**Information provided**

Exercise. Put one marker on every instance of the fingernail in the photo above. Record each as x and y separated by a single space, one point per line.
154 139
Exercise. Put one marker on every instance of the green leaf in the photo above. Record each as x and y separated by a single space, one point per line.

...

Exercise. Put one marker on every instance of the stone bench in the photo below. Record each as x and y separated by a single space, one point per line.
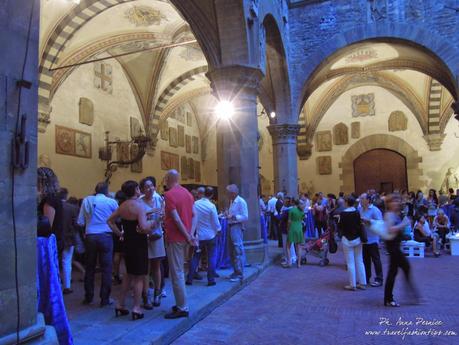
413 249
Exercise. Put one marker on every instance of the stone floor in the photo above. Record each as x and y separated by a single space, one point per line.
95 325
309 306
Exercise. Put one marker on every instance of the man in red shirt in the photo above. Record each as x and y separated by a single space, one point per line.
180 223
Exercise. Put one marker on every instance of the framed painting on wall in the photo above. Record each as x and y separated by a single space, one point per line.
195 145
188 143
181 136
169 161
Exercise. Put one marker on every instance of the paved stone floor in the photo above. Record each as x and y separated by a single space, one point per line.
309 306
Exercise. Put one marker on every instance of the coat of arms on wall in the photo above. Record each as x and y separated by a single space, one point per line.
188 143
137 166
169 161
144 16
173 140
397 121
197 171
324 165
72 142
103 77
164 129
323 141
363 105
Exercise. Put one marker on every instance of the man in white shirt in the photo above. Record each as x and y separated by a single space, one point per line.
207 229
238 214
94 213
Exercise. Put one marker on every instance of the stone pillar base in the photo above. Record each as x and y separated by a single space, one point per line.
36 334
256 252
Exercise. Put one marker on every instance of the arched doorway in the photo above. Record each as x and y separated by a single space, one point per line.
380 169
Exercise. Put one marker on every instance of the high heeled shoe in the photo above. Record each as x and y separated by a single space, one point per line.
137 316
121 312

---

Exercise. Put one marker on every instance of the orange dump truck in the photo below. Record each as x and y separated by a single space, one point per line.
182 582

**Problem to solve**
Edit the span that opens with the line containing "Exercise. Put one marker on every instance of the fingernail" and closes with the line containing "Exercise. Put one marker on every instance of the green": replace "marker" with "dot" wherever it occurs, leave everything else unchanged, and return only that span.

**Exercise output**
Exercise. Put one dot on every instance of the fingernail in the photo above. Record each as x and y separated by a single space, one point per line.
154 139
Exercise. Put one dot on every instance of the green leaf in the photo above. Record each as x and y separated by a single space, one point per line.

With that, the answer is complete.